課題 1: 次の本文を一字も変えずに、全文そのまま出力してください。

おどろおどろしく、怖くて、美しい。そんな怪奇小説の18編を、古典的なものから新感覚なものまで、一冊にまとめ翻訳したアンソロジー。

 

オチないところが恐ろしい

怪奇小説ということで、わかりやすいオチのあるものは少なく、読んだ後に妙な気持ちになるものが多いです。

でもそのわけのわからなさが、また幻想的であり、怖くもあります。ホラー小説だってオチのないもののほうが怖かったりしますからね。

 

各話感想(抜粋)

収録作品が多いので、好きな作品のみピックアップします。

 

「墓を愛した少年」フィッツ=ジェイムズ・オブライエン

お墓を溺愛する夢見がちな少年の話。

まず「墓を溺愛する」という発想がすごいし、それが鮮やかに美しいものとして思えるのもすごいです。

短編映画になりそうな小説でした。

 

「七短剣の聖女」ヴァーノン・リー

女遊びが激しい男が、ある女性を追い求め……。

完全に私怨な気もするけど、女好きのろくでなしがひどい目に遭うだけでポイント高いですね! もっとひどい目に遭ってくれても良かったです!

データリスト:
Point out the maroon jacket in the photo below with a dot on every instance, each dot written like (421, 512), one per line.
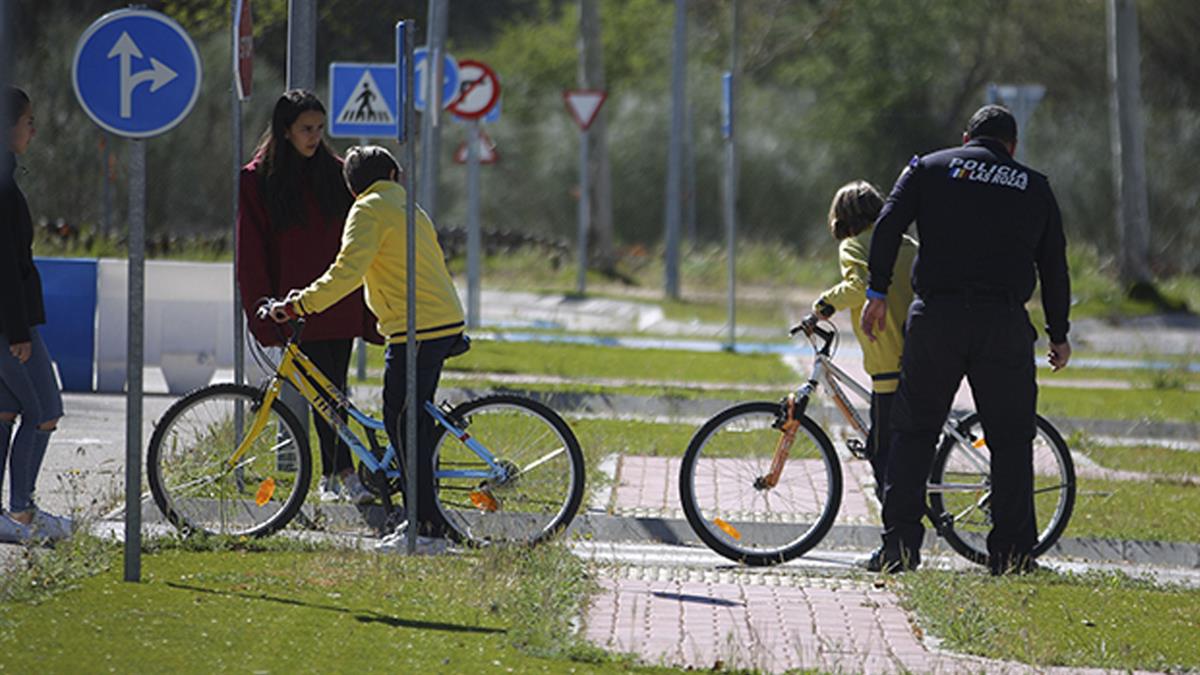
(271, 262)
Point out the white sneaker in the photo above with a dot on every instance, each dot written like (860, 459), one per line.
(354, 491)
(327, 489)
(52, 527)
(397, 543)
(12, 532)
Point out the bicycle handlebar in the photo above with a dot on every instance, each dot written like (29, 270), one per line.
(264, 312)
(810, 329)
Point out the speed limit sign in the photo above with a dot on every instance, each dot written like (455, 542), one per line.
(479, 89)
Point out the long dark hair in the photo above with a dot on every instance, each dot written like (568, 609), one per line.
(15, 106)
(282, 168)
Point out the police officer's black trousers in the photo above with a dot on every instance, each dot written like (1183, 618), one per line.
(990, 341)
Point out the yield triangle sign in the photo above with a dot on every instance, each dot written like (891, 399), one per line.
(583, 105)
(366, 103)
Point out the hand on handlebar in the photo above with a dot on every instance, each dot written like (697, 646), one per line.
(280, 311)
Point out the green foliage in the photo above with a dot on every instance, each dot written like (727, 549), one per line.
(1099, 620)
(1147, 511)
(262, 608)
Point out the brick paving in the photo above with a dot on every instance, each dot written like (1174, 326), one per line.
(767, 621)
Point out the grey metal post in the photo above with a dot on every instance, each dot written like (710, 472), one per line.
(731, 181)
(133, 362)
(585, 213)
(1128, 145)
(431, 131)
(412, 404)
(675, 151)
(360, 345)
(239, 323)
(473, 227)
(107, 187)
(301, 45)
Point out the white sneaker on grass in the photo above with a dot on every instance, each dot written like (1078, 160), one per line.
(354, 491)
(49, 526)
(12, 532)
(327, 489)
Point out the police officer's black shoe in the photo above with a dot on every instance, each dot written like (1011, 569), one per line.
(889, 563)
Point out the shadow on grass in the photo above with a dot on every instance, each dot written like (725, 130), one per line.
(364, 616)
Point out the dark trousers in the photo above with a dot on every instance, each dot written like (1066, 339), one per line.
(880, 440)
(991, 342)
(333, 358)
(430, 357)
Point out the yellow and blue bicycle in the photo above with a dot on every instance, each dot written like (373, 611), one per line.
(233, 459)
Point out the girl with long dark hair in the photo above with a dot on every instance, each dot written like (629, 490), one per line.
(291, 216)
(28, 386)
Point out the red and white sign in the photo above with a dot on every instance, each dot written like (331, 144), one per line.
(245, 31)
(583, 105)
(487, 154)
(479, 89)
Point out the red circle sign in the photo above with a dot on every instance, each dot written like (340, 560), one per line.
(479, 89)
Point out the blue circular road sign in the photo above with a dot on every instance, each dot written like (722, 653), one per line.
(136, 72)
(421, 70)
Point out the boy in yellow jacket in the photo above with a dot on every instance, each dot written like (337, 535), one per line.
(373, 255)
(851, 219)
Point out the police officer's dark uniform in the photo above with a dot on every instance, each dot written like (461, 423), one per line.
(985, 223)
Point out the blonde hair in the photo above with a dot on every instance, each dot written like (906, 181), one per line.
(853, 209)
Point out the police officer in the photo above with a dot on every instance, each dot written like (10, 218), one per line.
(989, 227)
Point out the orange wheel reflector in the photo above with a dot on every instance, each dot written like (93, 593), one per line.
(484, 501)
(727, 529)
(265, 491)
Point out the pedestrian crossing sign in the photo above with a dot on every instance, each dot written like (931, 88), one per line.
(363, 101)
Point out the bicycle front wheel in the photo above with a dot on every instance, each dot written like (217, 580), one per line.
(960, 489)
(743, 509)
(539, 483)
(198, 485)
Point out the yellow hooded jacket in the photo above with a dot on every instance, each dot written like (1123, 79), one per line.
(881, 358)
(373, 254)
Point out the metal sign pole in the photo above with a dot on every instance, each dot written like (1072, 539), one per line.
(731, 180)
(360, 345)
(473, 227)
(585, 213)
(411, 404)
(133, 362)
(239, 324)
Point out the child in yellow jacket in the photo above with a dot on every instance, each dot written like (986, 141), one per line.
(373, 255)
(851, 219)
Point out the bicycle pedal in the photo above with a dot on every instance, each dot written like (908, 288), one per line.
(485, 501)
(858, 448)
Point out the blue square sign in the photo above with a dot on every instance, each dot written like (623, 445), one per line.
(363, 101)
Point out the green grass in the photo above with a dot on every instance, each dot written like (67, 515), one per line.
(1092, 620)
(280, 607)
(1135, 509)
(1146, 459)
(1153, 405)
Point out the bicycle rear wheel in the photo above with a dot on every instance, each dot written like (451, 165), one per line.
(960, 489)
(544, 485)
(191, 479)
(727, 500)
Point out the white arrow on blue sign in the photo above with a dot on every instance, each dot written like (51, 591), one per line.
(136, 72)
(420, 84)
(363, 101)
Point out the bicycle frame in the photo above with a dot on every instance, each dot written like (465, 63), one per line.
(328, 400)
(826, 372)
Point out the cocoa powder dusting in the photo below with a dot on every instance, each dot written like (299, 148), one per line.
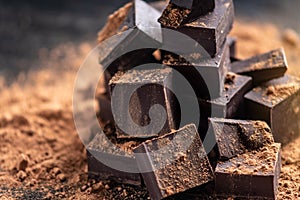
(173, 16)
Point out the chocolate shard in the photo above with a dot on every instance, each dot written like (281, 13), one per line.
(104, 109)
(123, 51)
(231, 41)
(235, 137)
(253, 175)
(277, 102)
(198, 71)
(173, 163)
(230, 105)
(185, 11)
(134, 114)
(101, 150)
(209, 31)
(159, 5)
(263, 67)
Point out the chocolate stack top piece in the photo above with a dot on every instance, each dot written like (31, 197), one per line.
(263, 67)
(185, 11)
(234, 137)
(173, 163)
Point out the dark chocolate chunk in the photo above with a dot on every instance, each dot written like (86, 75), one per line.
(101, 149)
(230, 105)
(253, 175)
(135, 46)
(206, 76)
(231, 41)
(148, 88)
(173, 163)
(159, 5)
(263, 67)
(104, 106)
(278, 103)
(180, 12)
(235, 137)
(209, 31)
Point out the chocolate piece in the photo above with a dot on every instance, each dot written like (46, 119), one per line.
(234, 137)
(230, 105)
(253, 175)
(180, 12)
(133, 113)
(104, 107)
(231, 41)
(173, 163)
(101, 149)
(199, 72)
(263, 67)
(123, 51)
(159, 5)
(209, 31)
(277, 102)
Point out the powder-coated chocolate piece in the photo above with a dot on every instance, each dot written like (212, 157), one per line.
(173, 163)
(253, 175)
(209, 31)
(206, 76)
(235, 137)
(231, 41)
(149, 87)
(183, 12)
(262, 67)
(131, 47)
(278, 103)
(100, 148)
(230, 105)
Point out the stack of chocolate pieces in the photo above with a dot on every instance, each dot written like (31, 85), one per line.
(232, 95)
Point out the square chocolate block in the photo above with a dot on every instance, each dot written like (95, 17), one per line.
(209, 31)
(231, 41)
(235, 137)
(262, 67)
(173, 163)
(134, 45)
(251, 175)
(103, 155)
(278, 103)
(230, 105)
(159, 5)
(134, 96)
(206, 76)
(180, 12)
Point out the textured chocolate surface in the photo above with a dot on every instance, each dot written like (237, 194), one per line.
(121, 52)
(231, 41)
(251, 175)
(262, 67)
(235, 137)
(178, 162)
(277, 102)
(199, 72)
(230, 105)
(210, 31)
(151, 89)
(100, 148)
(180, 12)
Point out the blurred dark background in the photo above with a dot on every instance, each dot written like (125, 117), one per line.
(26, 26)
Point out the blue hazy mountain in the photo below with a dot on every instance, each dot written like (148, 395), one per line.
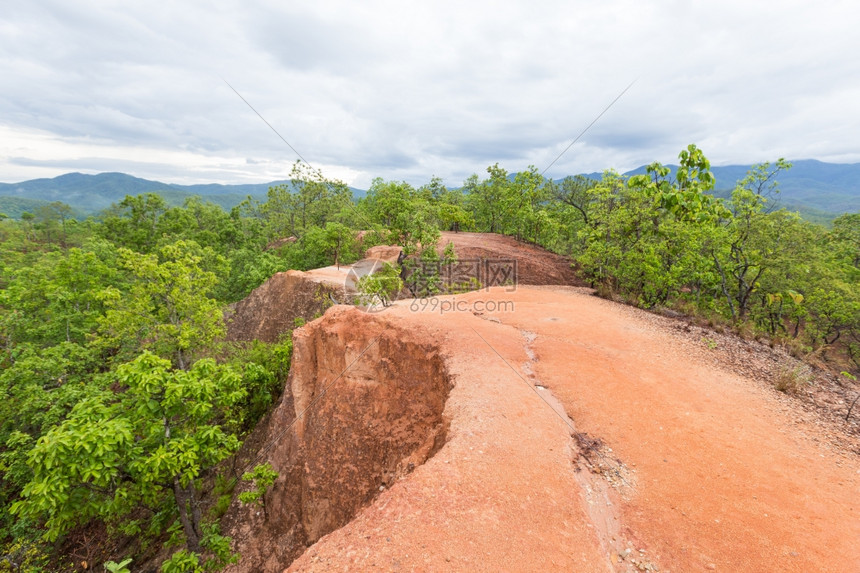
(817, 189)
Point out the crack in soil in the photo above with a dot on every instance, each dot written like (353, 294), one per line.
(601, 476)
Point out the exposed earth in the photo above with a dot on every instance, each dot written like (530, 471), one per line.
(544, 429)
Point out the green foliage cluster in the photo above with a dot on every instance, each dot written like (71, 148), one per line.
(119, 400)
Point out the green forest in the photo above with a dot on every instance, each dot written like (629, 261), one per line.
(123, 406)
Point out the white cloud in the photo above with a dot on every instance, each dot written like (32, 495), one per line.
(407, 90)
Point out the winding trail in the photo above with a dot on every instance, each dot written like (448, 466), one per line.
(667, 462)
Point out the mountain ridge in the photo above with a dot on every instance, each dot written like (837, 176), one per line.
(814, 187)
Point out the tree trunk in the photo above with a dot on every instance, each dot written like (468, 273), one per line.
(188, 516)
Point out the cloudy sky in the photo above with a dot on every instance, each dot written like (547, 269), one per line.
(408, 90)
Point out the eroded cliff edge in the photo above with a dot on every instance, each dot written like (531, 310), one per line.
(363, 406)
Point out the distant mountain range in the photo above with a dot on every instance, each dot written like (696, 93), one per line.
(818, 190)
(89, 194)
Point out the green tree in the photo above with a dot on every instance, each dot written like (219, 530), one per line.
(169, 307)
(116, 452)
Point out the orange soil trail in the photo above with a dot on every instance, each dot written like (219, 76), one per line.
(715, 475)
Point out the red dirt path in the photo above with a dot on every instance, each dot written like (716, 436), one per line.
(700, 469)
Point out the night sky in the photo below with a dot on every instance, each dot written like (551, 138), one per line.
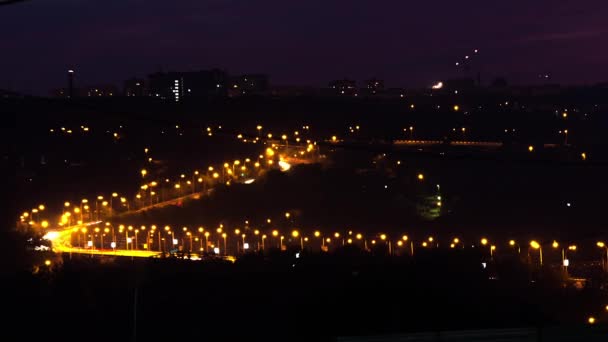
(406, 43)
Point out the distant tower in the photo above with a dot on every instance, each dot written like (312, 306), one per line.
(70, 90)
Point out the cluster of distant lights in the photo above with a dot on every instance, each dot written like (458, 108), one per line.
(212, 173)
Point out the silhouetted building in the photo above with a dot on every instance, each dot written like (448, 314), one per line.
(375, 86)
(343, 87)
(293, 91)
(70, 89)
(102, 90)
(250, 84)
(178, 86)
(135, 87)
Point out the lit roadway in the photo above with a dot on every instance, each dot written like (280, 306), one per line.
(61, 243)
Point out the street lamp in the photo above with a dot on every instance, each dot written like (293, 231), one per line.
(534, 244)
(601, 244)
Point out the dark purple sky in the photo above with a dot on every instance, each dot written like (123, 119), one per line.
(407, 43)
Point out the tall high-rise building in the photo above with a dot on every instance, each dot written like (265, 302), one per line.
(375, 86)
(134, 87)
(178, 86)
(343, 87)
(70, 89)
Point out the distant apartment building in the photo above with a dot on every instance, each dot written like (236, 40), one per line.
(102, 90)
(250, 84)
(343, 87)
(134, 87)
(178, 86)
(374, 86)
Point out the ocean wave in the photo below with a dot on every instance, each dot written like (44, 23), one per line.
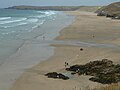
(15, 25)
(38, 25)
(48, 13)
(4, 18)
(32, 20)
(12, 21)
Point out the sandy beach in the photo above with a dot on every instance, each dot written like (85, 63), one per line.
(103, 38)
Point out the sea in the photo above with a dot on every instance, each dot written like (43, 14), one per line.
(17, 26)
(25, 40)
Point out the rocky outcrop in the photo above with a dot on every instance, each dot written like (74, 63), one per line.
(112, 11)
(103, 71)
(56, 75)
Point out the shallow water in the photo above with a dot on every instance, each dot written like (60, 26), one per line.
(18, 51)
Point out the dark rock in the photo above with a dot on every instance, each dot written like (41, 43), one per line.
(104, 71)
(57, 75)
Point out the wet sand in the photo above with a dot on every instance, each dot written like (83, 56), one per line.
(87, 28)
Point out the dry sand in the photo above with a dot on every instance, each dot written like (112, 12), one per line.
(86, 28)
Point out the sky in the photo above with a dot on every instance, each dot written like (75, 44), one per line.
(8, 3)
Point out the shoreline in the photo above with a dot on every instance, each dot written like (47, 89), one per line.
(34, 78)
(32, 52)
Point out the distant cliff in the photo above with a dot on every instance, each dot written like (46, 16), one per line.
(56, 8)
(112, 10)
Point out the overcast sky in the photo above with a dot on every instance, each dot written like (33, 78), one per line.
(7, 3)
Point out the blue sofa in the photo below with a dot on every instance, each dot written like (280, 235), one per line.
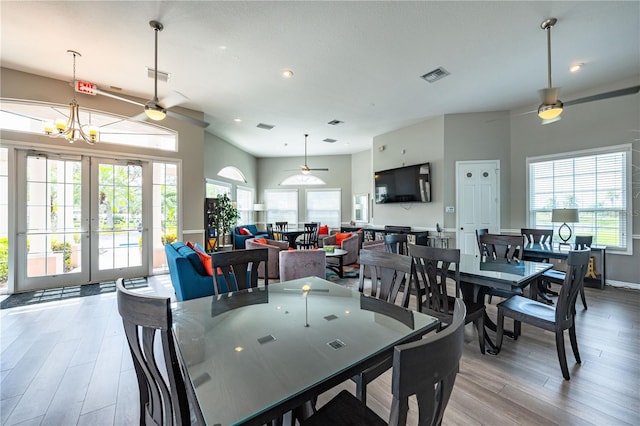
(188, 276)
(239, 239)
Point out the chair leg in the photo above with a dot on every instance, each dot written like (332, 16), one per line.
(361, 389)
(574, 343)
(584, 300)
(562, 357)
(499, 330)
(479, 323)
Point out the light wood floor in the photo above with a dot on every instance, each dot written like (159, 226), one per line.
(67, 363)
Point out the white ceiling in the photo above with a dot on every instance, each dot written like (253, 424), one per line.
(359, 62)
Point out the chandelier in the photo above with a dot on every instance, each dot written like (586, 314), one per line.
(71, 129)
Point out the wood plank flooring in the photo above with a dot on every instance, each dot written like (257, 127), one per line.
(67, 363)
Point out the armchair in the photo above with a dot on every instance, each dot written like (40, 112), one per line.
(346, 241)
(239, 236)
(273, 247)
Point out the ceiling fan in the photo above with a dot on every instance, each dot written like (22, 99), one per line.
(551, 107)
(155, 109)
(304, 169)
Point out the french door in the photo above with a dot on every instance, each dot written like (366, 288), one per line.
(80, 219)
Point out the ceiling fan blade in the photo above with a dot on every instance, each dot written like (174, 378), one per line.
(172, 99)
(606, 95)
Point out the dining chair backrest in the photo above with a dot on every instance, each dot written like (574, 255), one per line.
(396, 243)
(499, 246)
(577, 263)
(163, 398)
(238, 269)
(537, 236)
(427, 368)
(431, 266)
(390, 274)
(310, 235)
(480, 232)
(583, 242)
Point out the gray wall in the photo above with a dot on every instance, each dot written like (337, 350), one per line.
(592, 125)
(19, 85)
(219, 153)
(272, 171)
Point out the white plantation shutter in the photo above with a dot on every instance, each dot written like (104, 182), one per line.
(596, 182)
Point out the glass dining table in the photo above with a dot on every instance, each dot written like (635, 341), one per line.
(253, 355)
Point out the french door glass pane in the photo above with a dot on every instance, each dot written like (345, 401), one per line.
(120, 215)
(53, 216)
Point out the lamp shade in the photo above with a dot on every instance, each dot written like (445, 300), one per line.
(564, 215)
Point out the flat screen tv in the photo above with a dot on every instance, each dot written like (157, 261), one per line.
(410, 184)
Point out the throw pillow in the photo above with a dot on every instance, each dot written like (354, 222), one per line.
(206, 261)
(340, 237)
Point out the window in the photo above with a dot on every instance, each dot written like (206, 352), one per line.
(323, 205)
(596, 182)
(244, 196)
(214, 188)
(282, 205)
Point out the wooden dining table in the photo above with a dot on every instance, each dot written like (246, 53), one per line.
(251, 356)
(479, 274)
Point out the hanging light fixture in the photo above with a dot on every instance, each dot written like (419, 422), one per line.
(71, 129)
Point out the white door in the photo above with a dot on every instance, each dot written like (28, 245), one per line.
(477, 200)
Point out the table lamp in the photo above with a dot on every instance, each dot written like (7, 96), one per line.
(563, 216)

課題 2: 上のリストから「cluster」という文字列を含む行を一つ残らず示せ。大文字と小文字は区別すること。

回答 1:
おどろおどろしく、怖くて、美しい。そんな怪奇小説の18編を、古典的なものから新感覚なものまで、一冊にまとめ翻訳したアンソロジー。

 

オチないところが恐ろしい

怪奇小説ということで、わかりやすいオチのあるものは少なく、読んだ後に妙な気持ちになるものが多いです。

でもそのわけのわからなさが、また幻想的であり、怖くもあります。ホラー小説だってオチのないもののほうが怖かったりしますからね。

 

各話感想(抜粋)

収録作品が多いので、好きな作品のみピックアップします。

 

「墓を愛した少年」フィッツ=ジェイムズ・オブライエン

お墓を溺愛する夢見がちな少年の話。

まず「墓を溺愛する」という発想がすごいし、それが鮮やかに美しいものとして思えるのもすごいです。

短編映画になりそうな小説でした。

 

「七短剣の聖女」ヴァーノン・リー

女遊びが激しい男が、ある女性を追い求め……。

完全に私怨な気もするけど、女好きのろくでなしがひどい目に遭うだけでポイント高いですね! もっとひどい目に遭ってくれても良かったです!

回答 2:
Point out the green foliage cluster in the photo above with a dot on every instance, each dot written like (71, 148), one per line.
Point out the cluster of distant lights in the photo above with a dot on every instance, each dot written like (458, 108), one per line.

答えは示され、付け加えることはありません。